## start Document text
This situation actually started a pretty nasty divide at my university. Engineering and Math are in separate organizational units which gives each a degree of independence. The politics worked out that most of the operational budget of the Math department came from teaching students from other disciplines. Over the years Engineering was dissatisfied that after going through the prerequisite Math courses their students had plenty of theoretical knowledge but couldn't actually do the Math -- even those that took the applied variants. So after Engineering came into more money they hired engineers to teach "Calculus/LinAlg/DiffEq For Engineers" courses that focused on application and topics that more directly applied to their other curriculum.

It was a success overall for the Engineers but Math wasn't happy. The engineers working on advanced coursework needed higher level math courses that were only available in Math. Not only were they constantly failing which angered Engineering but the professors teaching them had to devote more time to the Engineering students which took away from the math students and angered Math.

The sort of uneasy truce that they eventually came to was Engineering students take the regular Math courses and their Physics/Engineering curriculum supplements what they're taught in Math. This annoys double major Math/Eng students because there's far too much repeated material in their curriculum but it's the best they could do.


Absolutely agree with this comment. If you get beyond the title, what Gowers is talking about specifically is "If everyone were compelled to take 2 more years of mathematics, what should it be?" It is very different from what we would teach undergraduates getting engineering degrees; it would also be very different from what we would teach math majors. If we were to replace "mathematics" by, say, "programming," it would also not be surprising that one might come up with a list of topics differing from what we would want an aspiring computer scientist to know.

I did not find anything really surprising in the first part of Gowers's essay, but I thought the list of questions was great, independent of whether or not it is really appropriate for a required course.


When I was in school I taught a physics lab to non-physicists, and this was a conversation professors and I had. Granted this was at university level so most people had an idea about whether they (thought they) were a math person or not. I went in with a completely different philosophy to that class than with physicists. Because here's the thing, a physicist will care about different things than the non-physicist.

What I focused on was less of the physics and mathematics and more on making sure they gained an intuition about how nature works and how to think critically. These people didn't need the same toolbox as the ones trying to get a degree in physics or engineering. I could care less if these students knew the equations for Newton's laws, but I did care if they had an intuition. I didn't care if they had Bernoulli's principle memorized, but I did care if they could analyze an experiment.
## end Document text
=== Your tasks ===
(a) Pick out each line in the listing below that contains the word "find", matching case exactly.
(b) Write the next part of the discussion above about teaching mathematics and physics to students outside those majors, starting right after its last sentence.
## start Records
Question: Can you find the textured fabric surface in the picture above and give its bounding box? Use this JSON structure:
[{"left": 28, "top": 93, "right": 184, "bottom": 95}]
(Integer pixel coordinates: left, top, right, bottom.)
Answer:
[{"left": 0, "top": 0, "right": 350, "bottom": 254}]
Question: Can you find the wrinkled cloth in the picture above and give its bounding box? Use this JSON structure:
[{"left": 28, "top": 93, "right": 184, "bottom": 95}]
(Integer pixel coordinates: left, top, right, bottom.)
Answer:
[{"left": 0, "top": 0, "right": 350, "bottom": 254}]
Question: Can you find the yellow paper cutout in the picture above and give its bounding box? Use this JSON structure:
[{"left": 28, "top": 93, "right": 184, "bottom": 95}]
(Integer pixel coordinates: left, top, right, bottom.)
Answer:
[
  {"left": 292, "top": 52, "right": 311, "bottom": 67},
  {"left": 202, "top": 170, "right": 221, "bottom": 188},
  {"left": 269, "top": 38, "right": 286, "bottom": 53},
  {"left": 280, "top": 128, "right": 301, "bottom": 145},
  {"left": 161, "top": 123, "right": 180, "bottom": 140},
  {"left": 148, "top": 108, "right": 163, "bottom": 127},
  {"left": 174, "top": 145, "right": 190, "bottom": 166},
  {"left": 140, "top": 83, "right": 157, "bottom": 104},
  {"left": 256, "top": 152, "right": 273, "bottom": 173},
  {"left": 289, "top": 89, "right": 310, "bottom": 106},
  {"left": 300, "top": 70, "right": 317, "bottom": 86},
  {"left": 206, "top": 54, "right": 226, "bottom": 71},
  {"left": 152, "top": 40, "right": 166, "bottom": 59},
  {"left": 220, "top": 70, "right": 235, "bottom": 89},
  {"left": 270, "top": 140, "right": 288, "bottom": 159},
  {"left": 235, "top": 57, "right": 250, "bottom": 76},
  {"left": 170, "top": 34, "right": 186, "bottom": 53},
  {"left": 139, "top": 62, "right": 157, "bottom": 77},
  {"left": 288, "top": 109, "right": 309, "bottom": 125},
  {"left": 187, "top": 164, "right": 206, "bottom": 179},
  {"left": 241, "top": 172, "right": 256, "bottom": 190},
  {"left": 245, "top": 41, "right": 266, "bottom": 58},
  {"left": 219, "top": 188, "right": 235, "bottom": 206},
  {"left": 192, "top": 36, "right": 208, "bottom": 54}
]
## end Records
=== Answer set ===
(a)
Question: Can you find the textured fabric surface in the picture above and give its bounding box? Use this JSON structure:
Question: Can you find the wrinkled cloth in the picture above and give its bounding box? Use this JSON structure:
Question: Can you find the yellow paper cutout in the picture above and give its bounding box? Use this JSON structure:

(b)
The difference is that these people needed different skills in their lives. You must know it is popular to say things like "School taught me the Pythagorean theorem but not how to do my taxes." These people aren't realizing that math is giving them a toolbox that can help them do their taxes and other things. I teach my young nephews math whenever I visit them. They don't care about it in school but they like what I teach them because I make it fun and challenging. You can get a lot of topics covered and a lot of ideas and principles conveyed if you aren't worried about them being able to do every case. An example of this being that the basic principles of calculus can be used in your daily life and could benefit everyone (thinking about things like rates of change, tangents, series, limits, and squeeze theorem), but they won't need to be able to take the derivative of a function unless they are going into a job that requires that.

So I guess what I'm getting at is that there is a lot of benefit from math to the average person without actually requiring them to be fluent in the language. Think about this like being a moderate speaker in a second language but not being able to write or hold a deep conversation. They have a lot of advantages over someone who might know more about the written language and grammar, but don't know many words. I think the same argument of learning basic phrases in a second language would apply here as well. Most people don't need to be fluent, but we are teaching them like they are.


Maybe this is an unpopular view, but I think there is something unnatural about mathematics for most people. It tends to be much more abstract than other subjects. I say this as someone who has always enjoyed math and majored in it.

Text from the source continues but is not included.